Extract »

★ ★ ★ ★ ★

In this project, we explore various machine learning techniques for diagnosing faults in complex systems. Our focus will be on applying these techniques to the widely used Tennessee Eastman dataset, a benchmark dataset for fault diagnosis in a simulated chemical process. The dataset includes process data with multiple fault types, allowing us to experiment with different fault detection methods.
You can access the dataset here.
The following Python packages are required for this project:
numpy==1.21.4
pandas==1.3.4
matplotlib==3.4.3
seaborn==0.11.2
scikit-learn==1.1
xgboost==1.5.1
tensorflow==2.7.0
keras==2.7.0
We begin by performing Exploratory Data Analysis (EDA) to better understand the Tennessee Eastman dataset. This step involves visualizing the data, analyzing its statistical properties, and identifying any underlying patterns or anomalies. EDA is essential for gaining insights into how the system behaves under normal and faulty conditions.
In the second phase, we delve into Long Short-Term Memory (LSTM) networks, which are well-suited for analyzing time series data. We'll explore the fundamentals of LSTMs and demonstrate how they can be applied to detect faults in the Tennessee Eastman dataset. By leveraging LSTM's ability to capture long-term dependencies, we aim to improve the accuracy of fault diagnosis in this time-sensitive dataset.
To evaluate the performance of our machine learning models, we use accuracy as the primary metric. Below is a summary of the average accuracy scores obtained by different models. These results exclude faults No. 9 and No. 15, and all 52 sensor measurements were retained for the analysis.
| Method | Accuracy |
|---|---|
| XGBoost | 0.887 |
| Neural Network | 0.943 |
| 1D CNN (Time Series) | 0.892 |
| LSTM (Time Series) | 0.924 |
| ANN + Random Forest | 0.936 |
Each method offers unique advantages in diagnosing faults, with LSTM networks and Neural Networks yielding particularly high accuracy scores. The project will continue to evaluate and refine these methods to enhance fault detection capabilities.

★ ★ ★ ★ ★

Recorded information »
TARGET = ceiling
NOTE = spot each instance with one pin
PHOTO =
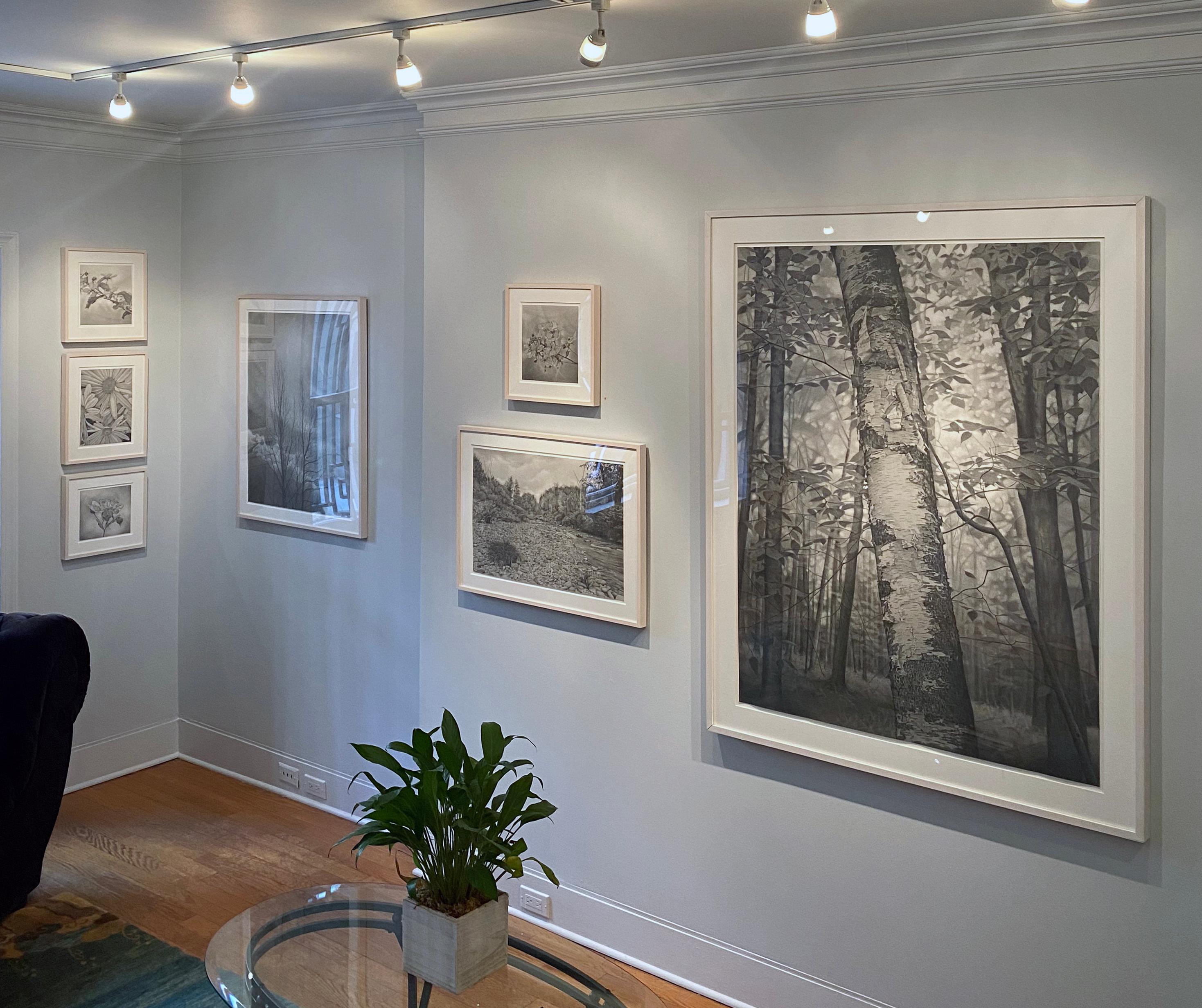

★ ★ ★ ★ ★

Exercise »
Return, word for word, the passage of the fault diagnosis text that begins with the words containing "To evaluate the" and ends with "fault detection capabilities.".

Answer to this task »
To evaluate the performance of our machine learning models, we use accuracy as the primary metric. Below is a summary of the average accuracy scores obtained by different models. These results exclude faults No. 9 and No. 15, and all 52 sensor measurements were retained for the analysis.
| Method | Accuracy |
|---|---|
| XGBoost | 0.887 |
| Neural Network | 0.943 |
| 1D CNN (Time Series) | 0.892 |
| LSTM (Time Series) | 0.924 |
| ANN + Random Forest | 0.936 |
Each method offers unique advantages in diagnosing faults, with LSTM networks and Neural Networks yielding particularly high accuracy scores. The project will continue to evaluate and refine these methods to enhance fault detection capabilities.